■ Your goal
Copy the data below, swapping every "integer pixel values" for "whole-number pixel coordinates" and leaving everything else untouched.

■ Raw data
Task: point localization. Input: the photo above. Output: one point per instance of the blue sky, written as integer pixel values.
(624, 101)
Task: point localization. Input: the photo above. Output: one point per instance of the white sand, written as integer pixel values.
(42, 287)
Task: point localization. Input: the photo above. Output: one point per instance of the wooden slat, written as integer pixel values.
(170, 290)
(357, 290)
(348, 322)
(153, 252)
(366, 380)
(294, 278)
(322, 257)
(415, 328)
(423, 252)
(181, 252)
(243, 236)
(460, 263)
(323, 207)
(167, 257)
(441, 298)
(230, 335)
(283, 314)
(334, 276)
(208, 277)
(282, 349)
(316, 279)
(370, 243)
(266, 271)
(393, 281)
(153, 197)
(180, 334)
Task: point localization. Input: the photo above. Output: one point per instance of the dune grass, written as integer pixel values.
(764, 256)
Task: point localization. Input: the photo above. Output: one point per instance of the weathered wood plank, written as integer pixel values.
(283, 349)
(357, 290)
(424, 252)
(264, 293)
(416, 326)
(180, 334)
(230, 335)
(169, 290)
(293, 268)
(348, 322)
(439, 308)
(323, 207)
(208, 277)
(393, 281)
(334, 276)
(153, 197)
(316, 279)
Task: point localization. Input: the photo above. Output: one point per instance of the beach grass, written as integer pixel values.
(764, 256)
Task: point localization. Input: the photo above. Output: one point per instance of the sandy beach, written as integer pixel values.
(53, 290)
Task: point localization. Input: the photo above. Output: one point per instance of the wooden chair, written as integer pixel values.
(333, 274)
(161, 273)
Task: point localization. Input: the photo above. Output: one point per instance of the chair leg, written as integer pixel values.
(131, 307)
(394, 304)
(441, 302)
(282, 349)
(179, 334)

■ Solution
Task: point localization. Input: the photo above. Output: one point per instance of the blue sky, written as whole-number pixel coordinates.
(624, 101)
Task: point localization. Input: the photo above. Output: one point per instance of the white sand, written as whole-number pixel coordinates.
(42, 287)
Task: point localization. Input: the photo above. Output: one point per instance of the wooden slat, written as whole-number pixel coordinates.
(170, 290)
(357, 290)
(348, 322)
(153, 252)
(366, 380)
(294, 278)
(322, 257)
(415, 328)
(423, 252)
(181, 252)
(243, 236)
(460, 263)
(323, 207)
(167, 257)
(441, 298)
(230, 335)
(283, 314)
(334, 276)
(208, 277)
(282, 349)
(316, 279)
(370, 243)
(266, 271)
(393, 281)
(153, 197)
(180, 334)
Task: point localization. Input: the photo above. Output: one point per instance of the dune grass, written as whole-number pixel coordinates.
(764, 256)
Task: point localization. Input: the photo above. Output: one point per instance of the weathered wood plank, written as whole-number pixel coordinates.
(283, 349)
(357, 290)
(424, 252)
(264, 293)
(416, 326)
(180, 334)
(230, 335)
(169, 290)
(293, 268)
(348, 322)
(439, 308)
(323, 207)
(208, 277)
(393, 281)
(334, 276)
(153, 197)
(316, 279)
Task: point localization. Input: the photo above. Output: one point per instance of the beach grass, written as whole-number pixel coordinates.
(764, 256)
Task: point localization. Input: the photo above. Output: one point per instance of the sandy beach, written as whole-number pixel coordinates.
(53, 290)
Task: point localization. Input: the photo above. Output: one point per instance of the wooden chair, written as whole-number pixel coordinates.
(333, 274)
(161, 273)
Task: point localization. Input: the photo above. Output: one point per instance of the chair leg, written as whole-number pixel coordinates.
(131, 307)
(394, 304)
(441, 302)
(282, 349)
(179, 334)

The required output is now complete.